You may have noticed my blog has been silent for a while and you probably thought I was dead. Well I very nearly was! 7 months ago I got a horrible Migraine that was unrelenting. It lasted a day... then a month...then five months. The word Tumor was throw around by my doctors. Every day of my life was agonizing pain. I fell into a suicide depression. I almost lost my job and my life. Luckily with the help of Web MD I was able to correctly diagnose myself with Cluster Headache also knows as "suicide Headaches". Can you guess why?
Luckily the treatment is working. My eye sight has returned and I am ready to take on life again. Much like our fabled father I have raisin. So much has happens in the last 7 month. I will bring you back up too speed.
The most interesting development was that of a man I thought I hated...
Something happened and only one person would have the info I needed...my Mormon Ex-boyfriend. A man who I have resented for about 3 years. I have called him a lot of names on this blog but now I will call him Alec. Alec was the guy I moved out to Utah for in a desperate attempt to find eternal bliss. Like many 26 year old single Mormons I sadly made my trek to the breeding ground. If I didn't marry Alec I was going to find another Mormon to marry. I had too. My Mormon life depended on it.
The thing I hated most about Alec was that he saw through my bull shit. He called me out for swearing. He judged me for not serving a mission or wanting too. When he dumped me he told me it was in part because he worried I might drink Alcohol someday. I was not living up to the churches standard for me and deep down I liked it that way.

§ Provided records:
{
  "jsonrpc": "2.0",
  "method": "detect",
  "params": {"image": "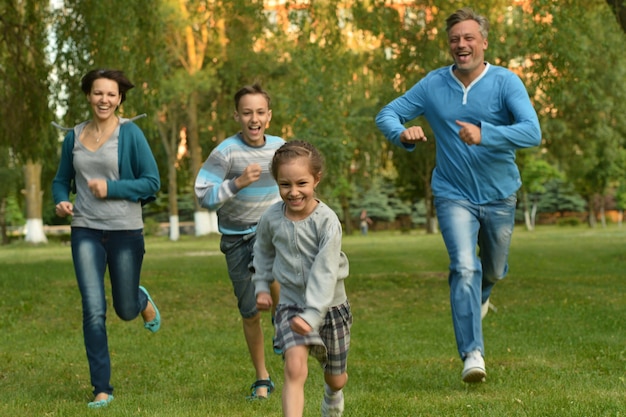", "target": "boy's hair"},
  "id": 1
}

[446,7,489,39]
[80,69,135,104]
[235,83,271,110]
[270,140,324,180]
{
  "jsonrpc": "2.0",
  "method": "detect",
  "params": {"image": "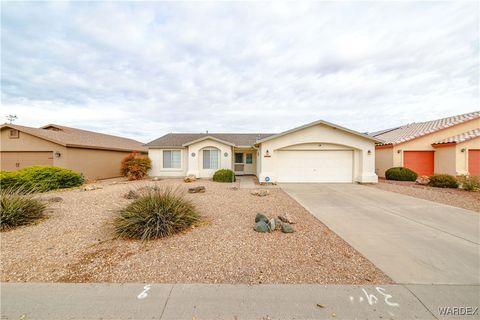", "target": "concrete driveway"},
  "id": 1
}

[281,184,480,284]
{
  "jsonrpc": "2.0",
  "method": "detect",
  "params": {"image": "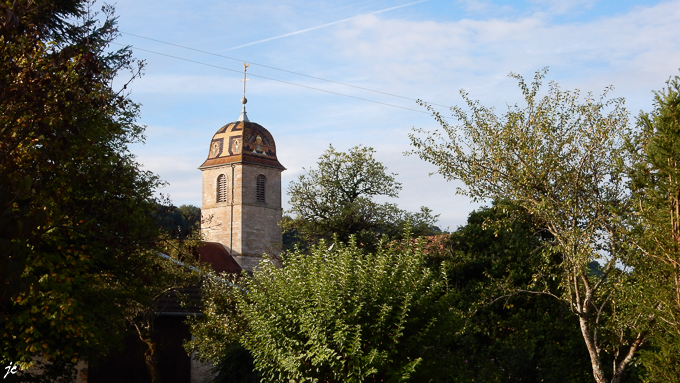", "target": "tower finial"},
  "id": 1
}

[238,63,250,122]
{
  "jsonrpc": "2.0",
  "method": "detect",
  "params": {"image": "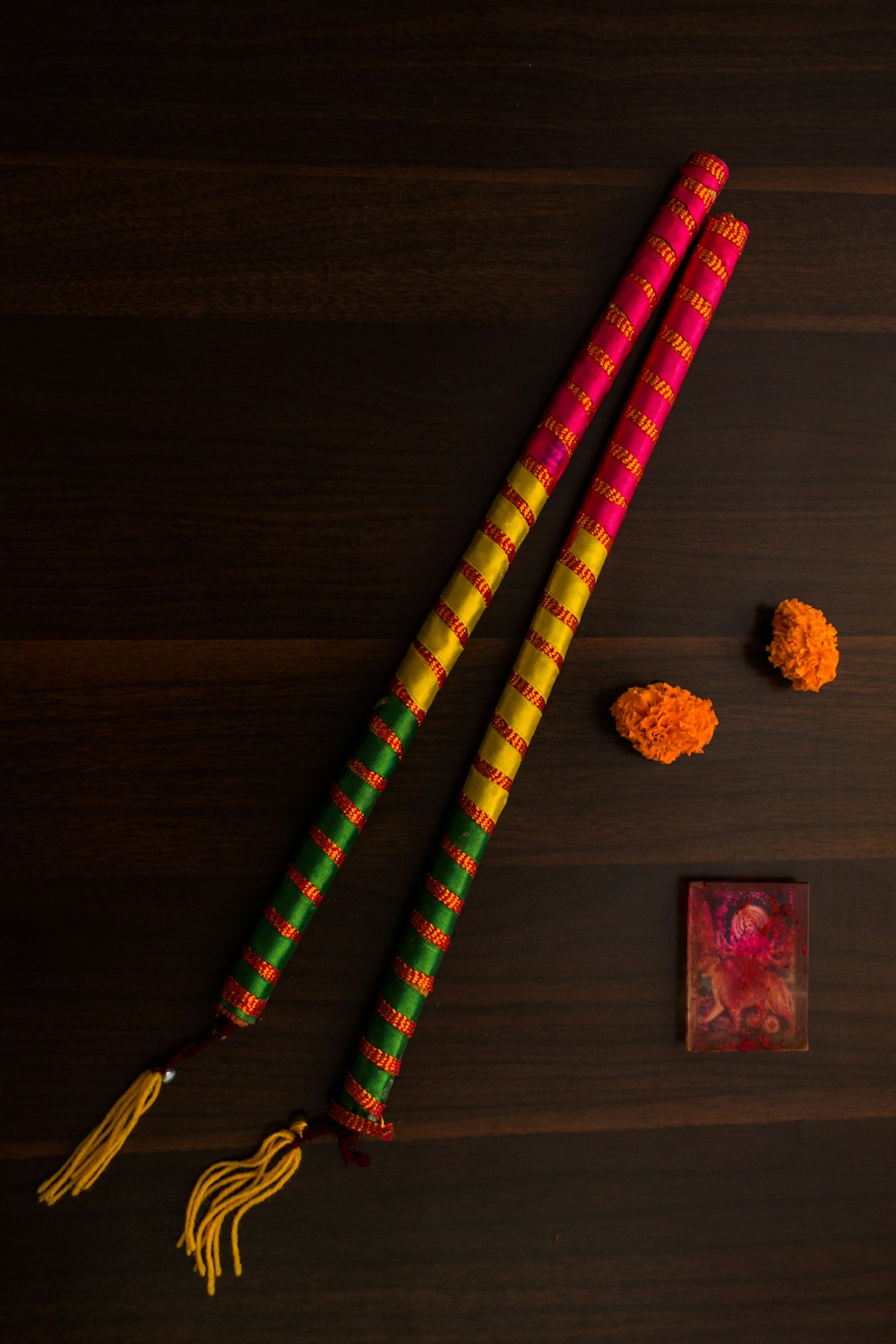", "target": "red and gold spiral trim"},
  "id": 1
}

§ Task set:
(1) In the blog post, what reason did Alec give the writer when he ended their relationship?
(2) Continue the blog post from its last sentence.
The data has no role in this part.

§ Answer set:
(1) He said it was partly because he worried the writer might drink alcohol someday.

(2)
When I unblocked Alec on Facebook I was expecting to see him in a white shirt and tie. I pictured him standing by his lovely Mormon wife holding their lovely new born baby. I imagined his page riddled with Elder Bednar quotes. What I was not expecting to see was Alec wearing ladies makeup covered in rainbows with purple hair. Turns out my Mormon-Ex is now an Ex-Mormon. All these years I resented Alec because he got to live the Mormon life. I loved being Mormon. The choice to leave I felt was forced on me. The "shit or get off the pot" mentality. Either get married and be Mormon, or question everything.
Reconnecting with Alec helped me let go of the jealously. The frustration that I could not blindly kneel at the alter and let the prophet tell me everything I need. Apparently Alec and I were both fighting the same fight. Alec now live in Portland Oregon and is exploring who he is. He luckily married a beautiful woman who saw through the bull shit and they left together. Alec is now one of my favorite people to talk to when the church pisses me off. He is a really great guy. My anger toward the church was made into an Alec effigy burning with hatred. Sorry Alec, you were actually the perfect last Mormon boyfriend.